Top of Data shown

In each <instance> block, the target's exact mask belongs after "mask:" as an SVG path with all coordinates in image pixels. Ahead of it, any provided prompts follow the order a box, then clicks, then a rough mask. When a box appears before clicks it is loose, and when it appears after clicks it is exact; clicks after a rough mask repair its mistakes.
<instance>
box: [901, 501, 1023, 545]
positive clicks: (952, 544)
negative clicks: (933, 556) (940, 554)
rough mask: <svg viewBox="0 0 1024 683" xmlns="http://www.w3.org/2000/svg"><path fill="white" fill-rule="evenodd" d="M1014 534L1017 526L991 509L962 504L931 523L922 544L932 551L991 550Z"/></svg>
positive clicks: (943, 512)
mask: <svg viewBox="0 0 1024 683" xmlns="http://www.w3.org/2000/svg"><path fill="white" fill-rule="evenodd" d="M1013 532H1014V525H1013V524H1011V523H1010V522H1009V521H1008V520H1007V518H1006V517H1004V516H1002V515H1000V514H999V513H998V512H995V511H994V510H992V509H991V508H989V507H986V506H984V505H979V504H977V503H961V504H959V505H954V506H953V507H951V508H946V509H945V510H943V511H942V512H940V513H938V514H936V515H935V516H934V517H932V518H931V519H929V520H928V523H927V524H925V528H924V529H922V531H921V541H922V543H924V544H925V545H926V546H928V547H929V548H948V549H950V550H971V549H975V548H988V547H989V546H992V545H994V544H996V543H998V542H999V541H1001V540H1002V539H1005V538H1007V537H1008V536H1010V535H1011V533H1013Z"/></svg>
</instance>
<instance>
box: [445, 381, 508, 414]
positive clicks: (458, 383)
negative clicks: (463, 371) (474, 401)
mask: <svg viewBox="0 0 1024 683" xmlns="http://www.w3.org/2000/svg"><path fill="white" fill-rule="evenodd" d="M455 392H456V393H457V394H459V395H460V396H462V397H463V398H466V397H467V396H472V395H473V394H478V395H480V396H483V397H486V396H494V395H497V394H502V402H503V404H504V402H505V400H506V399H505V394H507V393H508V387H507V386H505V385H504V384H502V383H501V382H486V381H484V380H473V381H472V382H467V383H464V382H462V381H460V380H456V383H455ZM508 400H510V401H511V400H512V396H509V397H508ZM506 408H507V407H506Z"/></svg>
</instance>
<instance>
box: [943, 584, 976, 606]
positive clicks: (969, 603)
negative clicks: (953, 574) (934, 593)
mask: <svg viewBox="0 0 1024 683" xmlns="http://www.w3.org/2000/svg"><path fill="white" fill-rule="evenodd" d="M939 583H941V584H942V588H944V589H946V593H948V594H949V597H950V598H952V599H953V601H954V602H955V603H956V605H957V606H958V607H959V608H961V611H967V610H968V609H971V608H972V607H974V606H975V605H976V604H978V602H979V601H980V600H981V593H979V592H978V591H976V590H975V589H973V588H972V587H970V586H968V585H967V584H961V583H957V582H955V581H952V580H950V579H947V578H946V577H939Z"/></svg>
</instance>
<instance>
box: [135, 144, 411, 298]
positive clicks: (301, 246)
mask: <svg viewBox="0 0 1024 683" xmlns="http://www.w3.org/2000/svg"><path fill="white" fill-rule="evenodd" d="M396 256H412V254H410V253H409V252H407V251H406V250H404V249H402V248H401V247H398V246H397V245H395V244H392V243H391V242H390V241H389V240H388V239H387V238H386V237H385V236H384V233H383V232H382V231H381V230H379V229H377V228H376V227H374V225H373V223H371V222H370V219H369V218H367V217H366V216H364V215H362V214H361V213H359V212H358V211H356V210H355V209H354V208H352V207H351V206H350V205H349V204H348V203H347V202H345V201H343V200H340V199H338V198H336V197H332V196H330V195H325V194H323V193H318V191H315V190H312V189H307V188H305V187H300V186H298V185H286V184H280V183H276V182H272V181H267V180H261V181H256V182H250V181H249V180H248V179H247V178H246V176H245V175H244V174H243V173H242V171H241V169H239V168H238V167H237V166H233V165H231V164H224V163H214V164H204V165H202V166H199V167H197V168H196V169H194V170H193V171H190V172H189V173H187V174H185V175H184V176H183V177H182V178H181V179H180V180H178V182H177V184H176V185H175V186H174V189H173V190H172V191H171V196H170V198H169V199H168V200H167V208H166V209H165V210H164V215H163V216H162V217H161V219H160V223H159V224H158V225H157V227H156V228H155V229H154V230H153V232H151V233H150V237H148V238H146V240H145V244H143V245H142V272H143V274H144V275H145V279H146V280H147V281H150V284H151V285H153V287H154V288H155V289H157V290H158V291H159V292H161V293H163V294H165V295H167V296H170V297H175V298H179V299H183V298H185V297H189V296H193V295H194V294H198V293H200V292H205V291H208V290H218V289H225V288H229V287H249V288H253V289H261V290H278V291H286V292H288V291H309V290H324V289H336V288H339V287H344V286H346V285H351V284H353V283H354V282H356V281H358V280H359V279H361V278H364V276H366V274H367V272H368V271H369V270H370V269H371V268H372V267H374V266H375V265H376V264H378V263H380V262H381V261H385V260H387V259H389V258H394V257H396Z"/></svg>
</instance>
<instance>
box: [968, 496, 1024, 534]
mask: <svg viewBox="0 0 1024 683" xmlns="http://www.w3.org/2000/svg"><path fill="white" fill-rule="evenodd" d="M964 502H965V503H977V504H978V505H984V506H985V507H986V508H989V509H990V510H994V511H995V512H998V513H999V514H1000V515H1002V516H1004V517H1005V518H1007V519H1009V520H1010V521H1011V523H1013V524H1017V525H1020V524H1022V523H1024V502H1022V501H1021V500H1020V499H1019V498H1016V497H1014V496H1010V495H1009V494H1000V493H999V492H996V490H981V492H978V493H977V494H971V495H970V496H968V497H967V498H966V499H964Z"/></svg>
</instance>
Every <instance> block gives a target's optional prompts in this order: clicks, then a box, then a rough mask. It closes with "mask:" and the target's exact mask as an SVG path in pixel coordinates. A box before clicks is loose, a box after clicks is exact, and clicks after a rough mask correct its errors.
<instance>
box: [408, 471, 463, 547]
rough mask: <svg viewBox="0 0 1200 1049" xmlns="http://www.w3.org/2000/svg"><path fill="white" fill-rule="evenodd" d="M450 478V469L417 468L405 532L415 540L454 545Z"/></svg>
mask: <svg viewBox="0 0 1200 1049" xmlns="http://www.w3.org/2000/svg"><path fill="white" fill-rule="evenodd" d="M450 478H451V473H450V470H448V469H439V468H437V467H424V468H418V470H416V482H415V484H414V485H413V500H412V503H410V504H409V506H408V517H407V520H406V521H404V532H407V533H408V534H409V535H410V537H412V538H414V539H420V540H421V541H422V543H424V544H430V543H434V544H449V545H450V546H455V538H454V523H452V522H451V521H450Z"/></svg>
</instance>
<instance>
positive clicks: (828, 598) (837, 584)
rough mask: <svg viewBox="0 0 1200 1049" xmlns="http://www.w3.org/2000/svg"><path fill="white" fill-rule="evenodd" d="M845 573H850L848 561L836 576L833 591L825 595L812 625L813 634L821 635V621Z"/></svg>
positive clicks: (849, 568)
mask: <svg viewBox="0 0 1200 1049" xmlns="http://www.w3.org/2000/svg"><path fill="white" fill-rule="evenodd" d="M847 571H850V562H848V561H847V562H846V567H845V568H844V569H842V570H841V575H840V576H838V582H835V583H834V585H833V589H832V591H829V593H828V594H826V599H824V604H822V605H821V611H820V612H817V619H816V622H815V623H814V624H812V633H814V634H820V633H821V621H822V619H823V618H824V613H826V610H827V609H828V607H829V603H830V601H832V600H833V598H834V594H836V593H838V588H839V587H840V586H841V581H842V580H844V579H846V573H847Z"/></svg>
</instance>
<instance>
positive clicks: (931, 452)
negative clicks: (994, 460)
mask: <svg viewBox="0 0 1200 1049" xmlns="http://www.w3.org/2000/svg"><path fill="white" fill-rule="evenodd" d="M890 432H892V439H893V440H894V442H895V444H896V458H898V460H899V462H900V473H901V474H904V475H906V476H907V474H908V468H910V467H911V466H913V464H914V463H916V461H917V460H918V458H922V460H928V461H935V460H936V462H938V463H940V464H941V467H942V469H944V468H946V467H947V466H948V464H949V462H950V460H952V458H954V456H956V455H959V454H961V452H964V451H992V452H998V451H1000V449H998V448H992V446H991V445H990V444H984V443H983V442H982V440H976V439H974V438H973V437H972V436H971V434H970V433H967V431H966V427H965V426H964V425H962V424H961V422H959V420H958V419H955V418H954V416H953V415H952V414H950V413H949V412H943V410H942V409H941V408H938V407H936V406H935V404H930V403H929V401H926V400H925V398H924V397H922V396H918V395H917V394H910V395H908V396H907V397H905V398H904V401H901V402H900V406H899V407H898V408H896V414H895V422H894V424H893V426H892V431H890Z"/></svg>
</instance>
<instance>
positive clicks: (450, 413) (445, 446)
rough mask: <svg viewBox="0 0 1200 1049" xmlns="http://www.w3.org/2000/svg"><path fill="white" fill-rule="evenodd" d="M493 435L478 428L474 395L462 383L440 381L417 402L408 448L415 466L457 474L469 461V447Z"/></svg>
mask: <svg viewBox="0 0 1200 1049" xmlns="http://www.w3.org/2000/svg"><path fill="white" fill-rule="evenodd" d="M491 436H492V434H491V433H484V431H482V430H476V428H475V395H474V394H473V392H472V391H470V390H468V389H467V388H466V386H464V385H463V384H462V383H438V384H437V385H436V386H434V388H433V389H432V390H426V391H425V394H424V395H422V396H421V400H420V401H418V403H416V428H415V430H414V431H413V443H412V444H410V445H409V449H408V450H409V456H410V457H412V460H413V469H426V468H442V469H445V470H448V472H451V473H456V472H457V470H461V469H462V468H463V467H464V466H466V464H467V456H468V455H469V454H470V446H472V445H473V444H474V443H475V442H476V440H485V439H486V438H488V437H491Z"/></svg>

Bottom of Data shown

▶ Your task
Above are the entries. Output exactly the lines beginning with the line that has "negative clicks: (933, 556) (940, 554)" and ending with the line that has "534L1017 526L991 509L962".

▶ Exercise answer
negative clicks: (933, 556) (940, 554)
rough mask: <svg viewBox="0 0 1024 683" xmlns="http://www.w3.org/2000/svg"><path fill="white" fill-rule="evenodd" d="M1014 534L1017 526L991 509L962 504L931 523L922 544L932 551L991 550Z"/></svg>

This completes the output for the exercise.